• Point placement records:
*-*-*
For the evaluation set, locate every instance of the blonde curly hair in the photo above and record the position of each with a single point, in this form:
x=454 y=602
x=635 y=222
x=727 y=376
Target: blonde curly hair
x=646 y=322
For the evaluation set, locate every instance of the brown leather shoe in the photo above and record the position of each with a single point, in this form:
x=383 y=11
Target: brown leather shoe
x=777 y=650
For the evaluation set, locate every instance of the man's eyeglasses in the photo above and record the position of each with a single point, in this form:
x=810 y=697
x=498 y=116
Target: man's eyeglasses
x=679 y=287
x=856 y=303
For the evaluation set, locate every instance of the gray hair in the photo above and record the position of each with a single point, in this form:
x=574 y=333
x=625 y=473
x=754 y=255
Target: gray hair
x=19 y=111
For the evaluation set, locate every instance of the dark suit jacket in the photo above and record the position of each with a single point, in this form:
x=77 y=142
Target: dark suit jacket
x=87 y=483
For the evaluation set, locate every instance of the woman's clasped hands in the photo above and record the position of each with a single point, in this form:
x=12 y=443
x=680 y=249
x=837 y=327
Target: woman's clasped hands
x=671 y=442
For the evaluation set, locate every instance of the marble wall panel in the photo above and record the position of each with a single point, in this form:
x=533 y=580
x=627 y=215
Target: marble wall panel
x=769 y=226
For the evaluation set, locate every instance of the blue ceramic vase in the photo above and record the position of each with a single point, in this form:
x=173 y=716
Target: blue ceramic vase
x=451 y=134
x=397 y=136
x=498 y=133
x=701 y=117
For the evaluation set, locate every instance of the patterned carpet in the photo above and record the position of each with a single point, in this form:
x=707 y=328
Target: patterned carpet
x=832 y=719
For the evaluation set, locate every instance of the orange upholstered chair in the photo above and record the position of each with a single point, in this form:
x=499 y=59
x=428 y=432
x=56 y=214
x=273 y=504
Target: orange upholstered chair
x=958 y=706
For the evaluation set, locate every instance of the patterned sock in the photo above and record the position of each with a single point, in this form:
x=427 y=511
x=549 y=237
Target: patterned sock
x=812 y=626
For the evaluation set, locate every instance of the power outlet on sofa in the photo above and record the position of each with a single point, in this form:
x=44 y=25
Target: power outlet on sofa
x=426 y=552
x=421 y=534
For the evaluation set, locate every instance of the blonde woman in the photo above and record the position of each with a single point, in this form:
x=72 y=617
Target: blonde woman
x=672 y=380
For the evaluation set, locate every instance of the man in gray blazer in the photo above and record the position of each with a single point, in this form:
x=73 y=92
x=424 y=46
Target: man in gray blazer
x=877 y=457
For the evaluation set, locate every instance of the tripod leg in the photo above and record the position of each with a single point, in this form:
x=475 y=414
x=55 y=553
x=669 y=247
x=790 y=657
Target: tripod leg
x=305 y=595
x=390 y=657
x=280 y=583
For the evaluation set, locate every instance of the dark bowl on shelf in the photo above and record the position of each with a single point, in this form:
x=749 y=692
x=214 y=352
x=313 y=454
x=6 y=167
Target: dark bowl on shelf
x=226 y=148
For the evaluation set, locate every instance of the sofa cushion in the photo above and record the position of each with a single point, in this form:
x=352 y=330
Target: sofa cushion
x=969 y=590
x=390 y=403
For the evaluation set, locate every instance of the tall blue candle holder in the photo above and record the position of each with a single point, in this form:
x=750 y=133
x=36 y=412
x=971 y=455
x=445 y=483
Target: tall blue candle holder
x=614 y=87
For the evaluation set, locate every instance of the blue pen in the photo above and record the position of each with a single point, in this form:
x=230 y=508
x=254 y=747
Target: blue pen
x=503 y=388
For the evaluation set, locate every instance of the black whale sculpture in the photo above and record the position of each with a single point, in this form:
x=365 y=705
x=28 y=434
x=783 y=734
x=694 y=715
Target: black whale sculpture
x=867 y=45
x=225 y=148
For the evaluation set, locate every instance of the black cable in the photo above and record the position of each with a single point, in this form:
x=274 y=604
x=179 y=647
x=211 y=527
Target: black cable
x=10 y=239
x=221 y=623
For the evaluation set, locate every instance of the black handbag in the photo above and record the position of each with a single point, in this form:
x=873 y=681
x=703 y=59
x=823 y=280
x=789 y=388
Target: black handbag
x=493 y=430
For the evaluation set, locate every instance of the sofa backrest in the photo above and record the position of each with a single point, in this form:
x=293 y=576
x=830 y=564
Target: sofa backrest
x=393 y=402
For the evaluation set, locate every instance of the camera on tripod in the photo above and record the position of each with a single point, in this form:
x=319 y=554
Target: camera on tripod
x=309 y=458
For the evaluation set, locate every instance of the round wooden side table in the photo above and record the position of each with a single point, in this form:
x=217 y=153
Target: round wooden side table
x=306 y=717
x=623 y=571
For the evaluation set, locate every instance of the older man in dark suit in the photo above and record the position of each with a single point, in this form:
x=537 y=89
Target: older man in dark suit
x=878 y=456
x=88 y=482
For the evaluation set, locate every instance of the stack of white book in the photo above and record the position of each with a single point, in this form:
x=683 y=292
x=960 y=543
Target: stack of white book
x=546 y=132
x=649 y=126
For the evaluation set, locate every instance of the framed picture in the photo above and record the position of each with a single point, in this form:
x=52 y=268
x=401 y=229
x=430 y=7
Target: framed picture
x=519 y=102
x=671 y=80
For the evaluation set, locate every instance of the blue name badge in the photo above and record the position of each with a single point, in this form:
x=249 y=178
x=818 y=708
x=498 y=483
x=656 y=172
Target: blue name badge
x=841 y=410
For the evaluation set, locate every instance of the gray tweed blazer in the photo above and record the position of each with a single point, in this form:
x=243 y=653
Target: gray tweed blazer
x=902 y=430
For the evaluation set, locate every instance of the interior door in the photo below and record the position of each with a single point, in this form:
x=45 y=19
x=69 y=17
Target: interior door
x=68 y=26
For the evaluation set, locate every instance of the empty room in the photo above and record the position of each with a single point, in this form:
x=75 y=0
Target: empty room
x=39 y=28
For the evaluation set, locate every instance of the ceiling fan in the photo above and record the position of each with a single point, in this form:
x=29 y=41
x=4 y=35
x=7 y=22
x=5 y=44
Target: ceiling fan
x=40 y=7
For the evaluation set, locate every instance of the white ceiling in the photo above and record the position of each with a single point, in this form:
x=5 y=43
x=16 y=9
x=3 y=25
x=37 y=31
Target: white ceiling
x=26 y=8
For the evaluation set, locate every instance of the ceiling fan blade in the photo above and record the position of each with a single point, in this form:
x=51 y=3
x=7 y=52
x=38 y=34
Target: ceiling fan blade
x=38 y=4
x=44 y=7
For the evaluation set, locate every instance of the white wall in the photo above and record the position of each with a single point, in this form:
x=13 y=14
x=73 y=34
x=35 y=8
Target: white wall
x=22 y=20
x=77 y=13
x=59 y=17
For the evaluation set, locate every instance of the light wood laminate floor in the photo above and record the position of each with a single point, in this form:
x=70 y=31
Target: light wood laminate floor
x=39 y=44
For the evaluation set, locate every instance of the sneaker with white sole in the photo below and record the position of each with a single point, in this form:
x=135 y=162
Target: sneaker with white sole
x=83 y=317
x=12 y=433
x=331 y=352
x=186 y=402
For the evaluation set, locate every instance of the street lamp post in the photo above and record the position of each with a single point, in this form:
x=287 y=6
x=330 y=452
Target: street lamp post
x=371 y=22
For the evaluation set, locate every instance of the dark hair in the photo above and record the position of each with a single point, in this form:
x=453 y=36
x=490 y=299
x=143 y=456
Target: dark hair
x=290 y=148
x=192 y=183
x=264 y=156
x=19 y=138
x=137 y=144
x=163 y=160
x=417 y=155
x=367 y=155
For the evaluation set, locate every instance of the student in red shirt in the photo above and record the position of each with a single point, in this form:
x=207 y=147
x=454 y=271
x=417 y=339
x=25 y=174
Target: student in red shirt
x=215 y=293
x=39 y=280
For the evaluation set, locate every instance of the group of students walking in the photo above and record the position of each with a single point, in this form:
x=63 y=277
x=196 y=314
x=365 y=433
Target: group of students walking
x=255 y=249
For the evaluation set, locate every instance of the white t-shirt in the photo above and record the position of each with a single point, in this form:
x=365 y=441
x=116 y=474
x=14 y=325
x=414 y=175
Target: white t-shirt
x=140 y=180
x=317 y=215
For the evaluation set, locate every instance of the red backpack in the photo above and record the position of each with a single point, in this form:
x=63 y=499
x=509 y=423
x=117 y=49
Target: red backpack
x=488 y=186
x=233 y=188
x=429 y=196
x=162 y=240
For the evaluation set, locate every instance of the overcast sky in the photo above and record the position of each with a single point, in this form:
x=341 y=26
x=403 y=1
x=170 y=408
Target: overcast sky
*-*-*
• INSTRUCTIONS FOR THE TASK:
Copy out verbatim every line of the records from the one containing "the black handbag" through the one containing "x=623 y=571", inclusive of both.

• TASK OUTPUT:
For the evaluation set, locate every instance of the black handbag in the photo above and record the position of each with a single point, in this form:
x=873 y=681
x=703 y=59
x=823 y=280
x=789 y=388
Target: black handbag
x=493 y=430
For the evaluation set, locate every instance of the sofa backrest in the photo above and record the position of each with a single point, in this form:
x=293 y=576
x=830 y=564
Target: sofa backrest
x=393 y=402
For the evaluation set, locate every instance of the camera on tripod in the photo above and record the position of each with a single point, in this form:
x=319 y=554
Target: camera on tripod
x=309 y=458
For the evaluation set, locate every instance of the round wooden side table in the photo above and record the position of each with a single point, in this form:
x=217 y=153
Target: round wooden side table
x=306 y=717
x=623 y=571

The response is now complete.